» **Exercise goal**
Print the records below once again, exactly as they were given.

Stored items from a collection:
::::::::
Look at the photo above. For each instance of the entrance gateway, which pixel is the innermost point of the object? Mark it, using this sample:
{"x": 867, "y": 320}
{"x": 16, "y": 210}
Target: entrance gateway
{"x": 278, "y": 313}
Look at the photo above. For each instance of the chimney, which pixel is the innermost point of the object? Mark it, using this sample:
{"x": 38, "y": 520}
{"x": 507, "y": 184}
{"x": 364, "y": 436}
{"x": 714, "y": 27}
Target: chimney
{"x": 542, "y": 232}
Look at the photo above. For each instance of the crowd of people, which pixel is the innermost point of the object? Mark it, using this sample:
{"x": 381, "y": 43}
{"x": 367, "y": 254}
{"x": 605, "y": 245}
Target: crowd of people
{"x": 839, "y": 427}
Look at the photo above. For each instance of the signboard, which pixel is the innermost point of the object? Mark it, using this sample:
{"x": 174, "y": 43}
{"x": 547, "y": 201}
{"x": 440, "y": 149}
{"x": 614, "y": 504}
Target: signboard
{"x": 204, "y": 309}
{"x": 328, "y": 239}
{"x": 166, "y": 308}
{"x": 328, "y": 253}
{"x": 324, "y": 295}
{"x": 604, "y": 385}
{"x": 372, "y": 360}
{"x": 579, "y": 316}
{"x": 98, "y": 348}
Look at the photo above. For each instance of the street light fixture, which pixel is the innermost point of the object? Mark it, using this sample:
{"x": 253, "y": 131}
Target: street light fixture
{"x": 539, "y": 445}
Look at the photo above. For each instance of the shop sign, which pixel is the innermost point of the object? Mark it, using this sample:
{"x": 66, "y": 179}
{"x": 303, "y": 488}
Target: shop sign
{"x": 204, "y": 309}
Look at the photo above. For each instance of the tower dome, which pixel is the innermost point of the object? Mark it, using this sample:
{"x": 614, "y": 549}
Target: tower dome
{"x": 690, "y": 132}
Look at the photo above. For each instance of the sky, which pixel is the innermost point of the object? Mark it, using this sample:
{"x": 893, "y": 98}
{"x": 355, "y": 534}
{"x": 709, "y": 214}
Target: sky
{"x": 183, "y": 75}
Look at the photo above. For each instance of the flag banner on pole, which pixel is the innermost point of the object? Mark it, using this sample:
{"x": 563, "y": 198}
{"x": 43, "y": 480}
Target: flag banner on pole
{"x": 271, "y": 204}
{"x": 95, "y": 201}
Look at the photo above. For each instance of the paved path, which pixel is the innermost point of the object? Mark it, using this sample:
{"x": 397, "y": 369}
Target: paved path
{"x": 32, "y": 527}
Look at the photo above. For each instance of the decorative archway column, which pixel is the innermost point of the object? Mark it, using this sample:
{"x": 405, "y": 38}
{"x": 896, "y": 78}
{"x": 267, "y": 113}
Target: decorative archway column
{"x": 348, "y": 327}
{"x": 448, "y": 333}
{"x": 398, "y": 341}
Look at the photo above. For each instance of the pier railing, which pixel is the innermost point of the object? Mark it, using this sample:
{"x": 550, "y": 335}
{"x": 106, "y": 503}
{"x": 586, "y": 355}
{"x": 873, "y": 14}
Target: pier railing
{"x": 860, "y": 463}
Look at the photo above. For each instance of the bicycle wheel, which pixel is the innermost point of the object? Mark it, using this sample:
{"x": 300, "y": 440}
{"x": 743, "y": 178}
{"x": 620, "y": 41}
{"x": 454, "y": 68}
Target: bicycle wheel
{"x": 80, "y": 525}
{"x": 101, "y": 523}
::::::::
» **Response to this task**
Look at the photo above. For each instance of the entrance gateway, which pixel is the innermost point of the object? Mark it, using this sample:
{"x": 867, "y": 320}
{"x": 16, "y": 210}
Target: entrance gateway
{"x": 278, "y": 313}
Look at the photo above. For each instance of the chimney, which pixel is the innermost point of the object? Mark it, using this sample:
{"x": 38, "y": 520}
{"x": 507, "y": 184}
{"x": 364, "y": 436}
{"x": 714, "y": 27}
Target: chimney
{"x": 542, "y": 232}
Look at the photo above. For each instance of the crowd of people, which pixel is the innermost point of the object? Mark it, using this sample:
{"x": 381, "y": 43}
{"x": 367, "y": 254}
{"x": 605, "y": 245}
Target: crowd of people
{"x": 839, "y": 427}
Look at the photo above. For each instance of the signboard, which pixel is the innermost point of the object? Mark it, using this sample:
{"x": 174, "y": 43}
{"x": 547, "y": 201}
{"x": 440, "y": 149}
{"x": 614, "y": 504}
Target: signboard
{"x": 204, "y": 309}
{"x": 328, "y": 239}
{"x": 166, "y": 308}
{"x": 328, "y": 253}
{"x": 324, "y": 295}
{"x": 604, "y": 385}
{"x": 372, "y": 360}
{"x": 579, "y": 316}
{"x": 98, "y": 348}
Look at the photo above. For each instance of the street light fixture, which pixel is the innermost point of the object? Mark it, using this sample:
{"x": 253, "y": 131}
Target: street light fixture
{"x": 539, "y": 445}
Look at the photo above. For each instance of the shop sign, which pixel is the innermost point of the object? Mark it, using this sample:
{"x": 66, "y": 179}
{"x": 303, "y": 488}
Target: shop sign
{"x": 204, "y": 309}
Look at the photo above. For each instance of the tower dome, which pixel is the innermost point of the object? Mark it, using this sample:
{"x": 614, "y": 549}
Target: tower dome
{"x": 690, "y": 132}
Look at the photo above. For each instance of the sky, which pixel is the innermost point of the object? Mark it, using this sample:
{"x": 893, "y": 98}
{"x": 355, "y": 534}
{"x": 709, "y": 214}
Target: sky
{"x": 183, "y": 75}
Look at the photo above. For each instance of the flag banner on pole, which pixel is the innermost point of the object? Mark it, using this sample:
{"x": 563, "y": 198}
{"x": 43, "y": 480}
Target: flag banner on pole
{"x": 271, "y": 204}
{"x": 95, "y": 201}
Look at the photo above. For each instance of the paved path, which pixel is the innermost point of the object? Mark it, using this sample:
{"x": 397, "y": 369}
Target: paved path
{"x": 32, "y": 527}
Look at the photo above. For each instance of the decorative archway column, which pixel is the innermost point of the object? Mark it, using this sample:
{"x": 405, "y": 38}
{"x": 896, "y": 78}
{"x": 267, "y": 113}
Target: decorative archway column
{"x": 348, "y": 327}
{"x": 448, "y": 333}
{"x": 398, "y": 341}
Look at the photo above. For each instance of the pier railing, which pixel is the innermost point of the object? Mark it, using this sample:
{"x": 550, "y": 335}
{"x": 106, "y": 503}
{"x": 586, "y": 355}
{"x": 873, "y": 14}
Target: pier railing
{"x": 860, "y": 463}
Look at the photo above. For each instance of the bicycle wheel, which pixel is the innermost point of the object? Mark it, using this sample:
{"x": 300, "y": 440}
{"x": 743, "y": 178}
{"x": 620, "y": 41}
{"x": 454, "y": 68}
Target: bicycle wheel
{"x": 80, "y": 525}
{"x": 101, "y": 523}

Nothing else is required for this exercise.